SHERIFF JOE ARPAIO: Well, it's important, but you have to give him credit, no matter how this election turned out. Whether he made the primary, at least he opened the door a year ago in July when I introduced him the first time. He brought out the immigration, whether it's the wall, it doesn't matter. Because all these candidates did not want to talk about it. But since he got much publicity talking about the wall, it became a big issue, a political issue.
DÍAZ -BALART: I want to introduce you, and you've met James Villalobos, born in the United States. His parents are Costa Rican, they crossed in with a visa, overstayed thier visa. He's a student who wants to be a journalist. Now, I'm just wondering, sheriff, because a lot of people in our community see people like James and say his parents are undocumented. Are these the people that should be targeted for deportation?
ARPAIO: Well, first of all, my mother and father came from Italy legally. And I understand the big problem. On the other hand, being in law enforcement 55 years, you must obey the law. And if you come here illegally, that's not right. And I'll tell you, you can talk about all the rhetoric. One thing I talked about, where's the fairness? We have so many people in foreign countries waiting for years and years and years to come into our country legally. And yet you can cross that border and right away you're here, everybody wants to make you legal. That's not fair.
DÍAZ -BALART: True. But it isn't rhetoric, sheriff. It's people, and people who have grown up here. I mean, this isn't rhetoric, sheriff. These are people that –
ARPAIO: Okay. I'll tell you what. And my heart goes out for you because I lived in Mexico City, South America. I think I know more about the border than anybody. So let's change the laws. Let's change the laws and do it the right way. That's all I can say.
JAMES VILLALOBOS: Can I just jump in quickly, what would you recommend, though? I feel like we've seen very little from Congress in terms of immigration reform. What are you suggesting, given your experience?
ARPAIO: Well, I -- those that are here illegally under certain conditions, maybe they should go back and give them the first shot to come back legally in this country, or maybe the law should be changed for someone like you. I don't know. My job is to lock up the illegal aliens -- I use that word. Everybody has to be politically correct these days. And the law's on the books, you enforce it.
* * * * *
[Work to complete]
Decide whether each statement agrees with the interview transcript above, answering yes or no and quoting the words that settle it. 1. Arpaio says his mother and father came from Italy legally. 2. James Villalobos was born in Costa Rica. 3. Arpaio says he has spent 35 years in law enforcement.
* * * * *
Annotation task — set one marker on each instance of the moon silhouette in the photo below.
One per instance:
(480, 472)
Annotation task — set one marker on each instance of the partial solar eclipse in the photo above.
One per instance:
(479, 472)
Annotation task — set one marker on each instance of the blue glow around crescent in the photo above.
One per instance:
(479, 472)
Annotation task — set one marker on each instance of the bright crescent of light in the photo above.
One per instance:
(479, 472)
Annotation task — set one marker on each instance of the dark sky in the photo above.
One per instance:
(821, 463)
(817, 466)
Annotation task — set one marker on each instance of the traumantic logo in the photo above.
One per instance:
* * * * *
[Final answer]
1. Yes: "my mother and father came from Italy legally."
2. No: "born in the United States."
3. No: "being in law enforcement 55 years."